Start
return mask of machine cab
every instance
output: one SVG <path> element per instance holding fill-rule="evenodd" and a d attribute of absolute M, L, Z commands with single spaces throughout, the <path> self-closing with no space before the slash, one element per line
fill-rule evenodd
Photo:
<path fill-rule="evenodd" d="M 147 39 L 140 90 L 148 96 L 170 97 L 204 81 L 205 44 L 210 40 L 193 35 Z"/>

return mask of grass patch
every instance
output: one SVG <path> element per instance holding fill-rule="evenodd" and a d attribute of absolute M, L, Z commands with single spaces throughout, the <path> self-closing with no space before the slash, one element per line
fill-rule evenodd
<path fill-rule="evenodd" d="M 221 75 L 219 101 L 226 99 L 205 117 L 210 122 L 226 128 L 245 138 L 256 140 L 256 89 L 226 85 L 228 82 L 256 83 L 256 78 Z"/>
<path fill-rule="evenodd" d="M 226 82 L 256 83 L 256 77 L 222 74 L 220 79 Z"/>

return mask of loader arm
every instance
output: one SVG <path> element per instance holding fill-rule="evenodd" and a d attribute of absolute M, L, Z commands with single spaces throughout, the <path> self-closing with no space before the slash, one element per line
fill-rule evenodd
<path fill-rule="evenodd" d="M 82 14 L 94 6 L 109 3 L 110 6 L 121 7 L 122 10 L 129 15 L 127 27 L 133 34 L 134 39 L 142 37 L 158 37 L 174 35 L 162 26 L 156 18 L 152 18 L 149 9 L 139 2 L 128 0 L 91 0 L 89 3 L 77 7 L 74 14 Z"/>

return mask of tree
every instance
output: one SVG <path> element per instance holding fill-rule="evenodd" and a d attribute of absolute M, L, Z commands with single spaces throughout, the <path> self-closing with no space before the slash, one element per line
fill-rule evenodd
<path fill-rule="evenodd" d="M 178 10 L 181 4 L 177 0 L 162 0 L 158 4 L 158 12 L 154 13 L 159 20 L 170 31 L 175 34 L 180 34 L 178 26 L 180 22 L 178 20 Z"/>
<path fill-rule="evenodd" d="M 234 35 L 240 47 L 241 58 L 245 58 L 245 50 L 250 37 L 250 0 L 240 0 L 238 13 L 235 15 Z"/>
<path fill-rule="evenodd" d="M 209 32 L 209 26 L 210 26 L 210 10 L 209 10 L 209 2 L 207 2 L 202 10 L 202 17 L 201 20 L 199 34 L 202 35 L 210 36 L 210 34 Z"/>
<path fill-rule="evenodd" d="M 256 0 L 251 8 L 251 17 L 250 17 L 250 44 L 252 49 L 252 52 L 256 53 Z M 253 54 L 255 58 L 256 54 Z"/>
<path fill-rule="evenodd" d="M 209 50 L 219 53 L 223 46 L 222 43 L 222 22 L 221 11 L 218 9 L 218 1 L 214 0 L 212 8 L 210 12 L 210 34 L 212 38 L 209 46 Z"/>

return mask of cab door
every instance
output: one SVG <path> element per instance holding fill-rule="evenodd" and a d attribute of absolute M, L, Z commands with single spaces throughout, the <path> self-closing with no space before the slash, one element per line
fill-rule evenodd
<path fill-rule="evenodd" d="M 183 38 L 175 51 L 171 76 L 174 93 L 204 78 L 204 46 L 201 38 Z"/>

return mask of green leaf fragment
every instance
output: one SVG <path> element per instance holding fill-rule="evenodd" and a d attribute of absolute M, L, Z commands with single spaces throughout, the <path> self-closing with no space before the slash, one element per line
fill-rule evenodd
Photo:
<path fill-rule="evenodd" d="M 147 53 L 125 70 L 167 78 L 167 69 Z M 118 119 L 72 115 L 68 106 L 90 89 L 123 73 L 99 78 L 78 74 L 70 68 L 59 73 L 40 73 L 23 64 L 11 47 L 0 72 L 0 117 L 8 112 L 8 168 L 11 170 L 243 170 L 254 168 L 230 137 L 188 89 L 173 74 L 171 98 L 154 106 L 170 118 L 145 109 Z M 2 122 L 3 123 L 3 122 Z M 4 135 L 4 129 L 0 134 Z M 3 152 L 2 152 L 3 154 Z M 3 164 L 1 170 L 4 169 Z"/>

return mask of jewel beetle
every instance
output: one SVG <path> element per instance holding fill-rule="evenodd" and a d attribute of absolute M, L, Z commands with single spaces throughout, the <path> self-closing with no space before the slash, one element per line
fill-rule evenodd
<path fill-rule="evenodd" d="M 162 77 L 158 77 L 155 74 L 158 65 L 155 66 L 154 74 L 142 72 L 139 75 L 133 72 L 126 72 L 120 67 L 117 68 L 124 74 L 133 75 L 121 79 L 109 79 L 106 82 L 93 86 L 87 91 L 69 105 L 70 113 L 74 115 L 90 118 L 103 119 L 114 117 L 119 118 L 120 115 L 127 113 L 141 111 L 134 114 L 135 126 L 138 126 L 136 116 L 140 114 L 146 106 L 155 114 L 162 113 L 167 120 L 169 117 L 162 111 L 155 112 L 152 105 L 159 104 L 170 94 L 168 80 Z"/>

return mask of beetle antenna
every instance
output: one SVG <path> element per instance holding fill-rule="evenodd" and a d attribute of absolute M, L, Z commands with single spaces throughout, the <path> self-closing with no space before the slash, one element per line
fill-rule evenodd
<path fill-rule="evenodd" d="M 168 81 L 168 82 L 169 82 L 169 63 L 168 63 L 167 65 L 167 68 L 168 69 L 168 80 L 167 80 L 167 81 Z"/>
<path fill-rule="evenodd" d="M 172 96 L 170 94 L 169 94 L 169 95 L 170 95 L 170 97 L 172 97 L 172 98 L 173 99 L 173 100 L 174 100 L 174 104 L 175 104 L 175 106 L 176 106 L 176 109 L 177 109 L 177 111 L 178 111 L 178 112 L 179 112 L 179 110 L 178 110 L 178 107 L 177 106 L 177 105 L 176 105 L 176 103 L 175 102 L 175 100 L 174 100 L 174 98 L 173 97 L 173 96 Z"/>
End
**Exercise task**
Put everything in the data from the line containing "return mask of cab door" down to the line containing "183 38 L 175", both included, into a Markdown table with the columns Index and Entry. Give each line its own numbered row and leave out blank lines.

**Response to this task**
| Index | Entry |
|---|---|
| 1 | return mask of cab door |
| 2 | every instance |
| 3 | output: one SVG <path> element per instance holding fill-rule="evenodd" and a d attribute of absolute M, L, Z commands with single spaces throughout, the <path> self-closing with no space before the slash, one element per line |
| 4 | fill-rule evenodd |
| 5 | <path fill-rule="evenodd" d="M 183 38 L 175 51 L 171 76 L 174 93 L 204 78 L 204 46 L 201 38 Z"/> |